TEXTO DE LECTURA:
···

La LORPM y su espíritu educativo
Conviene recordar que la LORPM 5/2000 no fue concebida como una ley punitiva, sino como una norma educativa y reparadora, inspirada en los principios de proporcionalidad, flexibilidad y oportunidad.
El artículo 7 de la Ley define las medidas susceptibles de aplicarse, entre las cuales el internamiento debe ser siempre el último recurso, reservado a los casos de especial gravedad o reiteración. Su finalidad no es castigar, sino reeducar y reintegrar al menor en la sociedad, tal como subraya el artículo 1: “la medida deberá tener un contenido primordialmente educativo”.
No obstante, la realidad diaria de los centros muestra que esa intención se enfrenta a un contexto mucho más complejo. Los equipos educativos trabajan con menores que, además de cumplir una sanción, necesitan intervención psicológica, contención emocional y acompañamiento terapéutico intensivo. En consecuencia, los CIMI han evolucionado hacia modelos de intervención mixtos, donde lo educativo y lo clínico se entrelazan de forma constante.
La salud mental como nuevo eje de intervención
Los profesionales coinciden en que uno de los grandes desafíos actuales es la atención a la salud mental.

···

QUÉ SE PIDE:
Según el texto sobre la LORPM, ¿por qué los CIMI han evolucionado hacia modelos de intervención mixtos? Responda en una o dos oraciones.

···

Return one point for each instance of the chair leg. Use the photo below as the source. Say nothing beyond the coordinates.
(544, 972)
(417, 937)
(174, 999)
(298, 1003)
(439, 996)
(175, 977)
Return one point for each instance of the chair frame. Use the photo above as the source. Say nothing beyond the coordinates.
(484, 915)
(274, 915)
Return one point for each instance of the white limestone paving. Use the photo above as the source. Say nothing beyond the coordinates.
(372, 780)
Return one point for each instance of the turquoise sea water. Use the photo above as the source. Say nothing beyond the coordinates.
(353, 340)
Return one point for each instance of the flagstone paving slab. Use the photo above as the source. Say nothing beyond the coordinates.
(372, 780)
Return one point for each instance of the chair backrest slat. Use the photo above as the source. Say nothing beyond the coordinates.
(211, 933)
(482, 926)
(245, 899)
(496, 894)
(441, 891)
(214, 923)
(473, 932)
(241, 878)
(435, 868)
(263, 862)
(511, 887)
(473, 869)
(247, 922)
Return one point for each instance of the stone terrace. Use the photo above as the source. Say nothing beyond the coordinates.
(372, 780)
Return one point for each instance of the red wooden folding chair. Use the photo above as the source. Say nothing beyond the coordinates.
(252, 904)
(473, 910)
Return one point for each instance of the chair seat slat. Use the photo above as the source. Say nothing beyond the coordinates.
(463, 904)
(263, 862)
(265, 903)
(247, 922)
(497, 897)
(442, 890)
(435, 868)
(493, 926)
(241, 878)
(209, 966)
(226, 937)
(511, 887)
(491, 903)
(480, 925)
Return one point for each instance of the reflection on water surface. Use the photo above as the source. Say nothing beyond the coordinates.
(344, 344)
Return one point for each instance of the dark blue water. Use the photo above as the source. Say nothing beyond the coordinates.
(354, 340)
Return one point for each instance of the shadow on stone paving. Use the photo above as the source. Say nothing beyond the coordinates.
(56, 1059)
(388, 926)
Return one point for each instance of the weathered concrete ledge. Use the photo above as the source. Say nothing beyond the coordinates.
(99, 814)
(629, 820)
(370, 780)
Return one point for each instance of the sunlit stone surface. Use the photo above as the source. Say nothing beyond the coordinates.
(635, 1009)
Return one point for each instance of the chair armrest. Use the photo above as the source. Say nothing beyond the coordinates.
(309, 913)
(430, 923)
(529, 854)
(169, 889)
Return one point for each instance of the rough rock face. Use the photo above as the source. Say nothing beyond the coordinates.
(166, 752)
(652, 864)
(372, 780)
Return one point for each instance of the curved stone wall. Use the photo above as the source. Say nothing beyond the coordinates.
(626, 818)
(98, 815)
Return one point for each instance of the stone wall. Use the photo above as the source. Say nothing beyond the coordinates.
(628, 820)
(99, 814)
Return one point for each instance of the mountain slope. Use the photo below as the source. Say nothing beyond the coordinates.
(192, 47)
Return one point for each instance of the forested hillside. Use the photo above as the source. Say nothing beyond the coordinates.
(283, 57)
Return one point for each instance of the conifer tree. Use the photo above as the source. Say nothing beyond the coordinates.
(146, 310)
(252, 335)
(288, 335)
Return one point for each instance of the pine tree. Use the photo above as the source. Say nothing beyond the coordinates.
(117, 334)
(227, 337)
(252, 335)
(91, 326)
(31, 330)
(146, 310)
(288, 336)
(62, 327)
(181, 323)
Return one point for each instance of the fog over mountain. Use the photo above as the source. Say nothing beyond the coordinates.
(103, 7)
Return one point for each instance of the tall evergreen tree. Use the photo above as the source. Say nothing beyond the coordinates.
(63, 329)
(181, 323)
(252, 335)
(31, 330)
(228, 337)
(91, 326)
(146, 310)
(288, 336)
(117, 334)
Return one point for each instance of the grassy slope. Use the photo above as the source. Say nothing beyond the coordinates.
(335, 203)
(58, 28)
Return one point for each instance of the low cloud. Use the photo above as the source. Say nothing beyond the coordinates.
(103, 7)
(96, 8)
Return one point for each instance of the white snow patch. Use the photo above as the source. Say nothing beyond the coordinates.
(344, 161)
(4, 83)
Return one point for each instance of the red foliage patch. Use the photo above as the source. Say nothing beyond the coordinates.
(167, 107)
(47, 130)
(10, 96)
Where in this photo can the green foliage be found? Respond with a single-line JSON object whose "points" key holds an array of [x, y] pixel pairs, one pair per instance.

···

SOLUCIÓN DEL EJERCICIO:
Los equipos educativos trabajan con menores que, además de cumplir una sanción, necesitan intervención psicológica, contención emocional y acompañamiento terapéutico intensivo. Por ello, en esos modelos lo educativo y lo clínico se entrelazan de forma constante.